(Source data)

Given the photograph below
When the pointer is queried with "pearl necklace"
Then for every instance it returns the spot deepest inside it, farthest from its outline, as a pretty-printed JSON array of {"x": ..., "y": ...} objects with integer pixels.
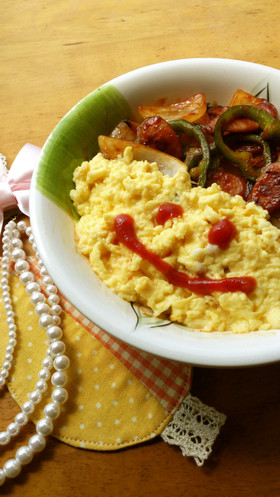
[{"x": 48, "y": 310}]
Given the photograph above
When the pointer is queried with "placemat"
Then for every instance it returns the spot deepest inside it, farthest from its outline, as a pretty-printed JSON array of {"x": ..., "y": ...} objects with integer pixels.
[{"x": 118, "y": 395}]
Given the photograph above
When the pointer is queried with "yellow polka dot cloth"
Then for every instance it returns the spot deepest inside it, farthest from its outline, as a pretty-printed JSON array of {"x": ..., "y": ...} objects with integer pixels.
[{"x": 118, "y": 395}]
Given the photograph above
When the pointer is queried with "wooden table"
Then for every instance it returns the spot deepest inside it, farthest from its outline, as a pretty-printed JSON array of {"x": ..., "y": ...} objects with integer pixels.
[{"x": 51, "y": 55}]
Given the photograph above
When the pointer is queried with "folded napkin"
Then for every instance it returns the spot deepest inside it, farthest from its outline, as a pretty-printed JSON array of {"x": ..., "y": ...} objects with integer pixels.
[
  {"x": 118, "y": 395},
  {"x": 15, "y": 182}
]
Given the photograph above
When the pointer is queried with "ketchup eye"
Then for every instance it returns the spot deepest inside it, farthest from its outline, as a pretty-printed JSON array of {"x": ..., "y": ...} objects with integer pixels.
[
  {"x": 167, "y": 210},
  {"x": 222, "y": 233}
]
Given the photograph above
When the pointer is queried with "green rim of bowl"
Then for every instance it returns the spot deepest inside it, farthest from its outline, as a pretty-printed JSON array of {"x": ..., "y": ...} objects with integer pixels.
[{"x": 75, "y": 139}]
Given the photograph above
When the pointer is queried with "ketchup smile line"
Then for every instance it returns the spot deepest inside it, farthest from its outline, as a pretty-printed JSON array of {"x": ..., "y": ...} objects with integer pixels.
[{"x": 125, "y": 233}]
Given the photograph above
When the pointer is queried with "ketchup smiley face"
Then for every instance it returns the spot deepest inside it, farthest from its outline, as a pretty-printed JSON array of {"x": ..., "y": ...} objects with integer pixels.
[{"x": 220, "y": 234}]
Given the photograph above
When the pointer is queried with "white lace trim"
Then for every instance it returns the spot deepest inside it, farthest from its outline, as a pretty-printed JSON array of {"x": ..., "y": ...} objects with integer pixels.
[{"x": 194, "y": 428}]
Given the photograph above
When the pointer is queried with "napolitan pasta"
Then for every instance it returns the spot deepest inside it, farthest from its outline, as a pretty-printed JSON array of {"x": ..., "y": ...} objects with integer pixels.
[{"x": 184, "y": 245}]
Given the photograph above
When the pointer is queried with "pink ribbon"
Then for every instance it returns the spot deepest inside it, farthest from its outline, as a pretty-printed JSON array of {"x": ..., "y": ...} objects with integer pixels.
[{"x": 15, "y": 182}]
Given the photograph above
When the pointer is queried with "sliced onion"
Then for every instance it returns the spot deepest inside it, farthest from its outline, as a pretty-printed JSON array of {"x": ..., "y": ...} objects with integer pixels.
[{"x": 114, "y": 147}]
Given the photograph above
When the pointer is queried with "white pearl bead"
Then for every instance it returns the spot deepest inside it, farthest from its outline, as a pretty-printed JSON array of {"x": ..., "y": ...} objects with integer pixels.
[
  {"x": 21, "y": 266},
  {"x": 10, "y": 321},
  {"x": 57, "y": 348},
  {"x": 51, "y": 289},
  {"x": 11, "y": 225},
  {"x": 26, "y": 277},
  {"x": 15, "y": 233},
  {"x": 54, "y": 333},
  {"x": 18, "y": 254},
  {"x": 44, "y": 427},
  {"x": 41, "y": 386},
  {"x": 53, "y": 299},
  {"x": 6, "y": 247},
  {"x": 43, "y": 272},
  {"x": 21, "y": 419},
  {"x": 32, "y": 287},
  {"x": 12, "y": 468},
  {"x": 9, "y": 349},
  {"x": 37, "y": 443},
  {"x": 24, "y": 455},
  {"x": 13, "y": 429},
  {"x": 5, "y": 438},
  {"x": 21, "y": 226},
  {"x": 37, "y": 297},
  {"x": 28, "y": 407},
  {"x": 61, "y": 362},
  {"x": 47, "y": 362},
  {"x": 56, "y": 320},
  {"x": 52, "y": 410},
  {"x": 16, "y": 243},
  {"x": 47, "y": 280},
  {"x": 12, "y": 342},
  {"x": 7, "y": 365},
  {"x": 45, "y": 320},
  {"x": 59, "y": 379},
  {"x": 42, "y": 308},
  {"x": 44, "y": 374},
  {"x": 59, "y": 395},
  {"x": 35, "y": 397},
  {"x": 56, "y": 309}
]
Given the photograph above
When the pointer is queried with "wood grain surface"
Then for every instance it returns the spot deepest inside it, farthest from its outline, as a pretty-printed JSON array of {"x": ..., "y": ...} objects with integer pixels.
[{"x": 52, "y": 53}]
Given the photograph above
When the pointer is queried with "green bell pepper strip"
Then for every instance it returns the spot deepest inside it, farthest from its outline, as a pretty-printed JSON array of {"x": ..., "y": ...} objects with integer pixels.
[
  {"x": 269, "y": 125},
  {"x": 198, "y": 172},
  {"x": 251, "y": 138}
]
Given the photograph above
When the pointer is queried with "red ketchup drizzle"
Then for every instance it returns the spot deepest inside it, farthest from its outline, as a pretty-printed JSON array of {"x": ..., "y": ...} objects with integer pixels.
[
  {"x": 167, "y": 210},
  {"x": 222, "y": 233},
  {"x": 125, "y": 233}
]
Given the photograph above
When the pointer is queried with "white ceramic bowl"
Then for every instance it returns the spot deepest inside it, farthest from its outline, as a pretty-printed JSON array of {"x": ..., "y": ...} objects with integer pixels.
[{"x": 74, "y": 140}]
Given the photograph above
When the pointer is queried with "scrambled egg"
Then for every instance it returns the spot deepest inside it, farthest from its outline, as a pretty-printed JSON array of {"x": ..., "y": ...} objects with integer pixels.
[{"x": 105, "y": 188}]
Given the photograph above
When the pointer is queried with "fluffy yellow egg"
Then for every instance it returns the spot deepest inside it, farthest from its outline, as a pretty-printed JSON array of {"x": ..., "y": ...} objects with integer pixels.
[{"x": 106, "y": 188}]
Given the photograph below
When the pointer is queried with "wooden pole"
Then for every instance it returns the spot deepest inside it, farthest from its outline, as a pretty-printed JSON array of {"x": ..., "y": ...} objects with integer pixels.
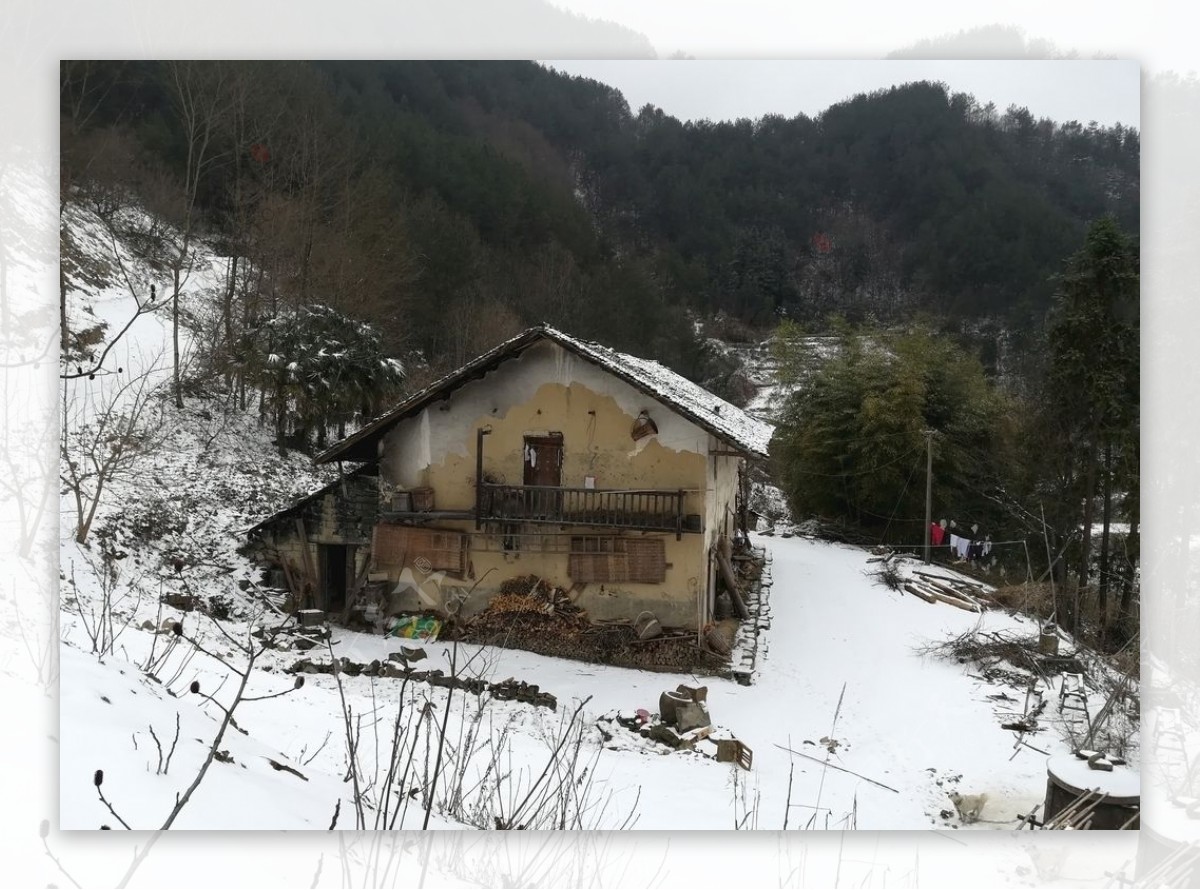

(End Source data)

→ **Work task**
Report how many lines in the data include the word "white", and give nothing but the count.

→ **Output of the task**
3